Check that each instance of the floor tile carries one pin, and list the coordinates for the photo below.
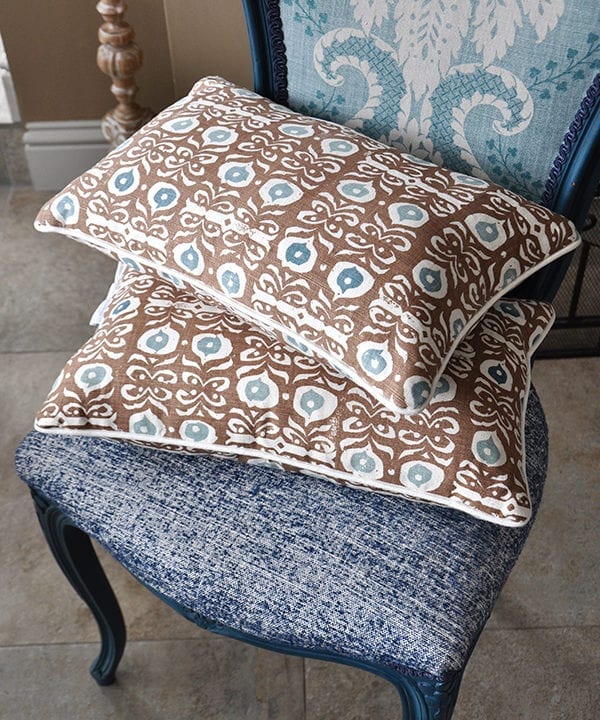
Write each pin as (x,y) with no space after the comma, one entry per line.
(544,674)
(50,284)
(556,581)
(210,678)
(27,567)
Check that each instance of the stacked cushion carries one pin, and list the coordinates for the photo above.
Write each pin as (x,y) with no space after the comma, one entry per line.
(359,333)
(375,261)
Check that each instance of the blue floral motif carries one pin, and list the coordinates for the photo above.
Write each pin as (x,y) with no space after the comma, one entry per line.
(311,402)
(163,196)
(232,279)
(356,190)
(431,278)
(339,147)
(298,255)
(67,209)
(181,124)
(349,280)
(408,214)
(363,463)
(93,377)
(197,431)
(146,423)
(124,182)
(488,449)
(421,475)
(374,362)
(258,391)
(296,130)
(188,257)
(159,341)
(280,192)
(219,136)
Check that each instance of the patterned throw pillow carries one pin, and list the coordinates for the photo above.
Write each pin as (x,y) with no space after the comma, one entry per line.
(168,370)
(377,262)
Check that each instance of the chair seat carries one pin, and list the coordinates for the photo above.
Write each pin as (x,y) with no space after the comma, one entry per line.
(287,558)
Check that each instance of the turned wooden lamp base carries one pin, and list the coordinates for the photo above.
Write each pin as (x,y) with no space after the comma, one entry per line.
(116,128)
(120,58)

PROBLEM TO WORK ON — Print only the lines from the one with "Check that each instance of the patterned" to the end of the records, both included.

REPLY TO THE TASK —
Check that each instance of the patterned throw pillow carries one pin, and list the coordinates for the photo above.
Write each pin as (x,y) with no space after the comma, one entry per line.
(168,370)
(377,262)
Check that each instance of the chair seat carries one pin, and list the coordinates for the photo above.
Write each pin as (x,y) with no space after the comma, one entry per line.
(287,558)
Check that each instance of the turned wooden lamp base carries one pin, and list the coordinates for the photo above.
Write each pin as (x,y) with no space after the comma, one entry per line.
(116,128)
(120,58)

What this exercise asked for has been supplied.